» What to work on: How many lines in the items below contain the word "outline", counting only matches in the same case? Reply with the number alone.

[Start Data provided]

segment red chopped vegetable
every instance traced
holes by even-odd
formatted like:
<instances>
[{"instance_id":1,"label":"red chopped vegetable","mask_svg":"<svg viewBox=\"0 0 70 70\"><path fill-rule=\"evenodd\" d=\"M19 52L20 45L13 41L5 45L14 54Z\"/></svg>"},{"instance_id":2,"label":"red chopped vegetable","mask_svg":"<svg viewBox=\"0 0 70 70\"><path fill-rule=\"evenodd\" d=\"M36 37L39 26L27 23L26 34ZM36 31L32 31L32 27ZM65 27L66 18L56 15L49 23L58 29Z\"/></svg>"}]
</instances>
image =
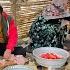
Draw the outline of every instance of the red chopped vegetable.
<instances>
[{"instance_id":1,"label":"red chopped vegetable","mask_svg":"<svg viewBox=\"0 0 70 70\"><path fill-rule=\"evenodd\" d=\"M63 58L61 55L55 54L55 53L43 53L40 55L40 57L45 59L61 59Z\"/></svg>"}]
</instances>

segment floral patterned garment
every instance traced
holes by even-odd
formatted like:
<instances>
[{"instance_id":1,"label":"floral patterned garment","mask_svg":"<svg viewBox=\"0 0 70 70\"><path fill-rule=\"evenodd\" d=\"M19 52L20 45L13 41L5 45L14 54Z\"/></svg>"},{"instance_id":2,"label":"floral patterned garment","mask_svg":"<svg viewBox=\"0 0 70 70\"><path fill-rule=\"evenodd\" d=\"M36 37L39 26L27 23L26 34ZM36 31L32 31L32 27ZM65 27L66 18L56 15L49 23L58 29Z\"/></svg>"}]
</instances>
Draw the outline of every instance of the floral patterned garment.
<instances>
[{"instance_id":1,"label":"floral patterned garment","mask_svg":"<svg viewBox=\"0 0 70 70\"><path fill-rule=\"evenodd\" d=\"M32 39L31 48L63 48L62 37L64 30L60 29L60 25L60 19L46 20L43 16L39 16L30 28L29 36Z\"/></svg>"}]
</instances>

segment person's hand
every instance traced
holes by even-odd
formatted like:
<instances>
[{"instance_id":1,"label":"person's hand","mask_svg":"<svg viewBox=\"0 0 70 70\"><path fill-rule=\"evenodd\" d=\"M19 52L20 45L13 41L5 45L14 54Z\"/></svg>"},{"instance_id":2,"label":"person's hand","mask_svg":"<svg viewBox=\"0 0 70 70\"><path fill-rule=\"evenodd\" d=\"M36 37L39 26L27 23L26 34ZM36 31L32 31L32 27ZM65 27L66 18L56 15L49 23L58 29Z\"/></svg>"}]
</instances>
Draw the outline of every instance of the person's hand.
<instances>
[{"instance_id":1,"label":"person's hand","mask_svg":"<svg viewBox=\"0 0 70 70\"><path fill-rule=\"evenodd\" d=\"M4 52L3 57L5 59L8 59L8 58L10 58L10 56L11 56L11 50L10 49L6 49L6 51Z\"/></svg>"}]
</instances>

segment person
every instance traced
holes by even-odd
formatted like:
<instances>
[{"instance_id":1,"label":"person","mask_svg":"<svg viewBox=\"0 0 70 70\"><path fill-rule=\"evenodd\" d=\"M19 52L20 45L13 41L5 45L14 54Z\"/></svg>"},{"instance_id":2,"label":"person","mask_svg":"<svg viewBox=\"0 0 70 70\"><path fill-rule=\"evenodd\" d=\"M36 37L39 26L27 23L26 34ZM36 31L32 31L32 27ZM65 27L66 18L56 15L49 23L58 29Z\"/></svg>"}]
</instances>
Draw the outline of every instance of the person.
<instances>
[{"instance_id":1,"label":"person","mask_svg":"<svg viewBox=\"0 0 70 70\"><path fill-rule=\"evenodd\" d=\"M33 22L29 31L31 49L39 47L58 47L63 49L63 22L70 21L65 10L67 0L52 0ZM65 7L65 8L64 8ZM31 51L32 51L31 50Z\"/></svg>"},{"instance_id":2,"label":"person","mask_svg":"<svg viewBox=\"0 0 70 70\"><path fill-rule=\"evenodd\" d=\"M13 17L3 11L0 5L0 56L9 58L17 44L17 27Z\"/></svg>"}]
</instances>

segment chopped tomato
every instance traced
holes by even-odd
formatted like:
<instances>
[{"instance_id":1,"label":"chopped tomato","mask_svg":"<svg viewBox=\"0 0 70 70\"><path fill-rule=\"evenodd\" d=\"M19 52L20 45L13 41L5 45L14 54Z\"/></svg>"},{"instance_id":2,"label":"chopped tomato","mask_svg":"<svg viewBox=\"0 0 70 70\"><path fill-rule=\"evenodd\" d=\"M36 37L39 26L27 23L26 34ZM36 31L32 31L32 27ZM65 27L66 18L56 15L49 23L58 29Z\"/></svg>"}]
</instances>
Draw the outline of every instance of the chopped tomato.
<instances>
[{"instance_id":1,"label":"chopped tomato","mask_svg":"<svg viewBox=\"0 0 70 70\"><path fill-rule=\"evenodd\" d=\"M43 54L41 54L40 57L45 58L45 59L61 59L61 58L63 58L61 55L54 54L54 53L43 53Z\"/></svg>"}]
</instances>

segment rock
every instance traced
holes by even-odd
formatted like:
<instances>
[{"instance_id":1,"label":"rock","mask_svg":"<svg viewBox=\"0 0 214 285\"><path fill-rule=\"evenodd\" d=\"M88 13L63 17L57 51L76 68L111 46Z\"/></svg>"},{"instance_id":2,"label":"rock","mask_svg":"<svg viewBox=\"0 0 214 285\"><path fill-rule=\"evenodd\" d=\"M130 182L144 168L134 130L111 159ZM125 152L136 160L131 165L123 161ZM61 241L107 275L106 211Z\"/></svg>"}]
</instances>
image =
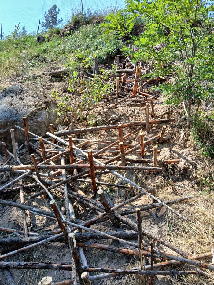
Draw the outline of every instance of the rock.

[End Data provided]

» Exercise response: 6